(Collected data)
+ + + + + + +
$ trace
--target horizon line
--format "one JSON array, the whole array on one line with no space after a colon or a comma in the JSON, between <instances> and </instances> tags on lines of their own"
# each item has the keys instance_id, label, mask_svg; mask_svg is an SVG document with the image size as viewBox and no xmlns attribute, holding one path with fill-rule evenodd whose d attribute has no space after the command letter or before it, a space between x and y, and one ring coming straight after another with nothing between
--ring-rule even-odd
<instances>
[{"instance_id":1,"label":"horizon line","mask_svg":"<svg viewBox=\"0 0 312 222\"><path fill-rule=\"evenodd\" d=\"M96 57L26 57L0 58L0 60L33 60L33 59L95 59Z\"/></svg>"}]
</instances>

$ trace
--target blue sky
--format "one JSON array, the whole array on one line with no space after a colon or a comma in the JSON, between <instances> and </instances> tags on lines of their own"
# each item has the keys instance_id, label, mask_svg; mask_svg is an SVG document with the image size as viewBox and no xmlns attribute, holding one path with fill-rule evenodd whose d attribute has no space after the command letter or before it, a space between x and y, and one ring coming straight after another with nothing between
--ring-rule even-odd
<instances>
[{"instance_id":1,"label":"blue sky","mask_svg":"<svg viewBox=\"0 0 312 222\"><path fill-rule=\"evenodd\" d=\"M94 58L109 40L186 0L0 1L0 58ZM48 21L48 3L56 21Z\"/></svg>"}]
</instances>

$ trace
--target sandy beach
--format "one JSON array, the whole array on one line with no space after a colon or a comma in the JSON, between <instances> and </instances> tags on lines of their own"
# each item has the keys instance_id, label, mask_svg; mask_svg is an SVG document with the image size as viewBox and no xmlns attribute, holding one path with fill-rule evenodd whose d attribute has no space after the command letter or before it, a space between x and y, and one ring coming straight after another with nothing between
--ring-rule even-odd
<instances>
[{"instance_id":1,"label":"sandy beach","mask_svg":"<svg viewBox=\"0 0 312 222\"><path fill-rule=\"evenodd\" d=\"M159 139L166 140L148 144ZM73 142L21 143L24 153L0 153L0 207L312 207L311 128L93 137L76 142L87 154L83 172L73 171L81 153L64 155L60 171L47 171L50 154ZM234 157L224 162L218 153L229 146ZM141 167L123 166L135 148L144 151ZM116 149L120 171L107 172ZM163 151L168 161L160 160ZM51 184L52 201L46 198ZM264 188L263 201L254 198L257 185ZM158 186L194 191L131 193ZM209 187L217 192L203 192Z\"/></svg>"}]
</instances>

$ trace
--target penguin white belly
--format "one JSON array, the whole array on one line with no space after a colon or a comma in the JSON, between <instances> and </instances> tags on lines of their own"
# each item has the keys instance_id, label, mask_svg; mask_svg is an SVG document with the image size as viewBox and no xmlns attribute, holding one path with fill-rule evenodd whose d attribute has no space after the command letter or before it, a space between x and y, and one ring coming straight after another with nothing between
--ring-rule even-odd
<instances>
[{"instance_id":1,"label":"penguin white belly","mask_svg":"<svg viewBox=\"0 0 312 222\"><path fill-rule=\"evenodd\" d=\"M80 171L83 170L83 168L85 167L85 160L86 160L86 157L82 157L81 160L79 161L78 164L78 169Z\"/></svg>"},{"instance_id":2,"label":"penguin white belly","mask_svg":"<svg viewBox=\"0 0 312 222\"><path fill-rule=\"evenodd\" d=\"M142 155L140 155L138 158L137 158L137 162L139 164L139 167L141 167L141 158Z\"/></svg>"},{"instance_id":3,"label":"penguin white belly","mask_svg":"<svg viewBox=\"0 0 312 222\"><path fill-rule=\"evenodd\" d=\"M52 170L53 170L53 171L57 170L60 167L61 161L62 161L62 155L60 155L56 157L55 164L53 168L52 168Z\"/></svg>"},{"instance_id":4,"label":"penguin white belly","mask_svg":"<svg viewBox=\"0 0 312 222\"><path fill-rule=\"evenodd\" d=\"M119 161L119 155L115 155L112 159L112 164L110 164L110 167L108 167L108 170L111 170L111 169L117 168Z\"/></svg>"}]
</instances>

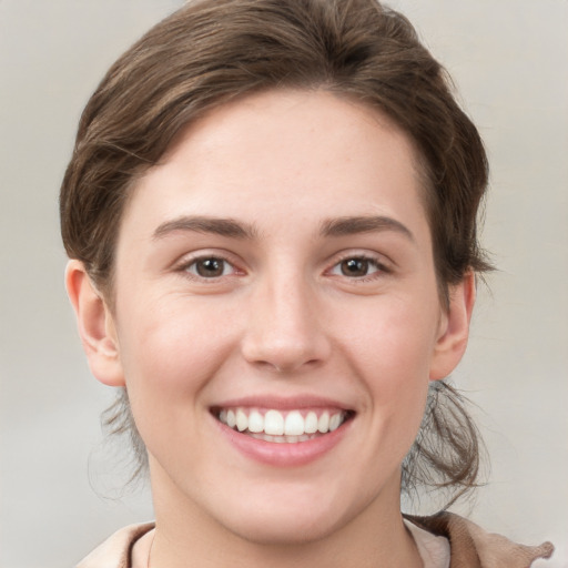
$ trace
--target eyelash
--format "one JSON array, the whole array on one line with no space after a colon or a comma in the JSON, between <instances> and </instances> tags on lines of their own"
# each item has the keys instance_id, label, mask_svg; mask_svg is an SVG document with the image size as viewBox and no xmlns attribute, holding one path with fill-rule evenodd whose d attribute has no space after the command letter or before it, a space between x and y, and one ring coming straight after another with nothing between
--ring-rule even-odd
+ + + + + + +
**Required task**
Pull out each line of the items above that contains the string "target". Letter case matters.

**Output of the exercise**
--target horizon line
--target blue sky
--target sandy beach
--target penguin white belly
--target eyelash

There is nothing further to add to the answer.